* Exercise brief *
Count the lines in the rows below that contain the word "black". Reply with the number only.

Dataset excerpt:
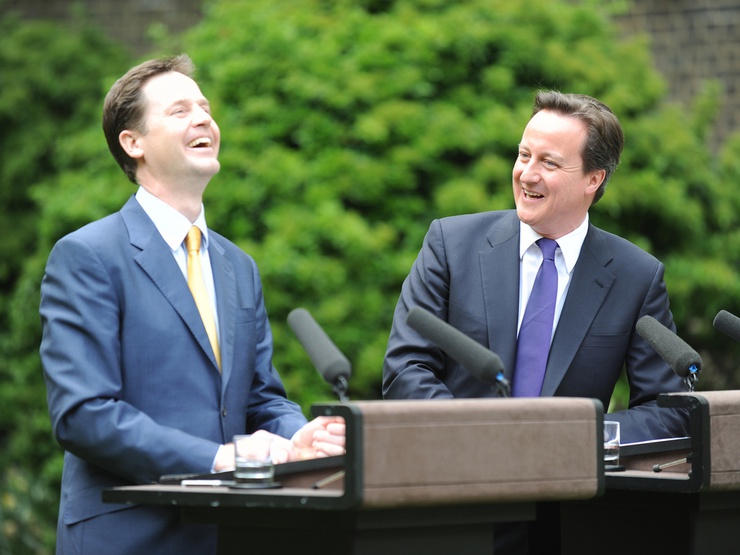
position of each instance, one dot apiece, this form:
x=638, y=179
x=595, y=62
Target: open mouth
x=532, y=195
x=202, y=142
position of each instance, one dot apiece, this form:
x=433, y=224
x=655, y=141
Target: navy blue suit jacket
x=467, y=274
x=133, y=388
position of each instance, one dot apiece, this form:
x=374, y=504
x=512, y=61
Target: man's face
x=180, y=139
x=551, y=191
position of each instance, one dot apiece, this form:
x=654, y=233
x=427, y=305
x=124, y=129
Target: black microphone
x=481, y=362
x=727, y=323
x=684, y=360
x=325, y=356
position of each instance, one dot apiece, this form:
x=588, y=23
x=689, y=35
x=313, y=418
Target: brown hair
x=124, y=106
x=605, y=138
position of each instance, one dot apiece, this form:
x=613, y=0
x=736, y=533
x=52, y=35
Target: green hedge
x=347, y=127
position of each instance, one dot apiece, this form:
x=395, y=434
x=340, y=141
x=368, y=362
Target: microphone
x=481, y=362
x=331, y=363
x=684, y=360
x=727, y=323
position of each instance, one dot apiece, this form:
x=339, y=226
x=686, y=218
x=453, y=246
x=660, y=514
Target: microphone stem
x=340, y=387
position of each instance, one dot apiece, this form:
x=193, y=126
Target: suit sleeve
x=649, y=375
x=81, y=355
x=414, y=368
x=269, y=407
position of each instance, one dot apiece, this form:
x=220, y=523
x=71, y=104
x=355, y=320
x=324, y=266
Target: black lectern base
x=449, y=530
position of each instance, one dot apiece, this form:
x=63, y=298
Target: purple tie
x=533, y=346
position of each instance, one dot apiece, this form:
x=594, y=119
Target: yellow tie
x=198, y=288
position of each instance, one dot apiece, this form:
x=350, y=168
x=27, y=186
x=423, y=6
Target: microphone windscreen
x=727, y=323
x=324, y=354
x=675, y=351
x=479, y=361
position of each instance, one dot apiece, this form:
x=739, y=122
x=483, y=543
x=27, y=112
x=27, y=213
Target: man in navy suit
x=135, y=388
x=476, y=272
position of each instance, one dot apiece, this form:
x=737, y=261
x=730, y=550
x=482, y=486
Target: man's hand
x=324, y=436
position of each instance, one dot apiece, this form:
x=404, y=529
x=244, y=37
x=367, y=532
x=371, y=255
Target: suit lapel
x=501, y=288
x=589, y=286
x=156, y=259
x=225, y=284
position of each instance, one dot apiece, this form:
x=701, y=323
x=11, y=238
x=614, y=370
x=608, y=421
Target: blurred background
x=347, y=127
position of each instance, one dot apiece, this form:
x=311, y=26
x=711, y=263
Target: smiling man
x=479, y=272
x=144, y=377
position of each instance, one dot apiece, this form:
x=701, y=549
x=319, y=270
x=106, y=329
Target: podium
x=690, y=505
x=426, y=476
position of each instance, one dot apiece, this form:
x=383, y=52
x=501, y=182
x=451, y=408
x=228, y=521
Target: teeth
x=202, y=141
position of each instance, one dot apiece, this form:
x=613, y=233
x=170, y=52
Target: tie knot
x=192, y=241
x=547, y=246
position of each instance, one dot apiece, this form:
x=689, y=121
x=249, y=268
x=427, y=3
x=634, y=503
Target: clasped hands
x=324, y=436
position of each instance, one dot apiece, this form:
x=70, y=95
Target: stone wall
x=693, y=41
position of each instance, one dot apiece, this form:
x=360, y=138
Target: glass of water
x=253, y=460
x=611, y=443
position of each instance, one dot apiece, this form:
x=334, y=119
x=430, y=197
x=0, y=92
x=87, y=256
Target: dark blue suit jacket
x=133, y=388
x=467, y=273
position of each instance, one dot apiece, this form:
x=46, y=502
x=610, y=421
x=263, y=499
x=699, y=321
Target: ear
x=595, y=180
x=130, y=143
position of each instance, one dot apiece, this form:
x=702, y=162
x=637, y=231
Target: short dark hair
x=124, y=106
x=605, y=137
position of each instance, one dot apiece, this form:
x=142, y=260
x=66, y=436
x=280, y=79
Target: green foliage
x=347, y=127
x=52, y=80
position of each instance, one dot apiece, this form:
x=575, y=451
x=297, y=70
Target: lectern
x=426, y=477
x=678, y=496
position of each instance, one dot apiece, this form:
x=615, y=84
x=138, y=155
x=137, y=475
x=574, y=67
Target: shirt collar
x=171, y=224
x=570, y=244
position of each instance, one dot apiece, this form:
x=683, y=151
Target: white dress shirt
x=530, y=258
x=174, y=227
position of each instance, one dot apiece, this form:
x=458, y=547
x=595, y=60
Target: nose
x=527, y=173
x=201, y=116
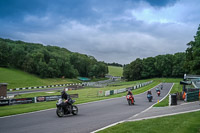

* Final result *
2